» WORK ITEM
Transcribe the records in full; omit images.

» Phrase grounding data
------
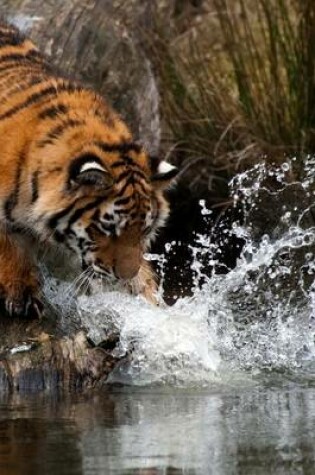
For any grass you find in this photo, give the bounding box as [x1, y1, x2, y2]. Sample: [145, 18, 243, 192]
[148, 0, 315, 203]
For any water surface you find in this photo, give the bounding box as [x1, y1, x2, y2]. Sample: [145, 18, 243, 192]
[0, 382, 314, 475]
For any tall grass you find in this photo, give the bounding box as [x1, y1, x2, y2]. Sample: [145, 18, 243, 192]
[150, 0, 315, 199]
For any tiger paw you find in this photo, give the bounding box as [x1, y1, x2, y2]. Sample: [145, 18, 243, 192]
[0, 233, 43, 318]
[0, 262, 43, 318]
[0, 281, 43, 319]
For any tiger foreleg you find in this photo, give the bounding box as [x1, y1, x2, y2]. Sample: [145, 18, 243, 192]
[129, 260, 159, 305]
[0, 231, 42, 318]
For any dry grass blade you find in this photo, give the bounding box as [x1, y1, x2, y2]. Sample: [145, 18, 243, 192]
[146, 0, 315, 207]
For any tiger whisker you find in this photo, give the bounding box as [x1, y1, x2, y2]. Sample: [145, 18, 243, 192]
[64, 266, 93, 298]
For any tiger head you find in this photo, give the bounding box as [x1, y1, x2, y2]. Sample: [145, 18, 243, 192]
[25, 95, 178, 281]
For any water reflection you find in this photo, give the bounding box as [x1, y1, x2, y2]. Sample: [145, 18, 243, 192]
[0, 383, 314, 474]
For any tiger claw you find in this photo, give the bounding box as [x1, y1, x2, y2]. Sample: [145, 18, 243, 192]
[1, 287, 43, 319]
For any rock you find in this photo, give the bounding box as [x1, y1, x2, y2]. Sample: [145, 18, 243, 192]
[0, 310, 126, 393]
[0, 0, 161, 154]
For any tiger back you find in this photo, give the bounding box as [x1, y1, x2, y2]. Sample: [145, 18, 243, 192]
[0, 22, 177, 317]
------
» TASK RESULT
For any grass you find in this photo, give the bounding box as [x1, y1, x2, y2]. Sample: [145, 18, 243, 192]
[148, 0, 315, 203]
For any water surface you find in this photo, give the bounding box as [x1, y1, x2, y2]. Sample: [145, 18, 243, 192]
[0, 382, 314, 475]
For any tall grass you find in this photo, give the bounding box as [x1, y1, x2, y2]. Sample: [145, 18, 243, 192]
[150, 0, 315, 199]
For any tiger paw you find in this photo, give the bounding box as [x1, y1, x2, y2]. Sample: [145, 18, 243, 192]
[0, 233, 43, 318]
[0, 262, 43, 318]
[0, 281, 43, 319]
For any tiger foreleg you find in this photo, give the bounding box as [x1, y1, x2, y2]. Sample: [145, 18, 243, 192]
[129, 260, 159, 305]
[0, 231, 42, 318]
For any dry grass blade you find in this photo, give the bounding box as [x1, y1, x2, y2]. Sample: [145, 18, 243, 192]
[146, 0, 315, 207]
For any tiger whisker you find in this photo, give the bounding box as [x1, y1, x2, y2]. Sample: [145, 18, 243, 192]
[64, 266, 93, 298]
For any tiger head you find in this photo, give the bounding box as [x1, y1, x2, y2]. Sample: [145, 18, 243, 192]
[25, 95, 178, 281]
For any water reflection you find in this photo, give the bounding box as [x1, y1, x2, y2]. Sample: [145, 18, 243, 192]
[0, 383, 314, 474]
For any tiger claw you find in this photo, give the bounding box as [x1, y1, x2, y2]. Sample: [145, 18, 243, 192]
[1, 287, 43, 319]
For any rock you find in this photo, give the bounding box as [x1, y1, x2, y2]. Sample: [145, 18, 243, 192]
[0, 310, 126, 393]
[0, 0, 161, 154]
For any tiger back you find in this photo, give the bounding box as [x1, y1, x2, y2]. Sample: [145, 18, 243, 192]
[0, 22, 177, 317]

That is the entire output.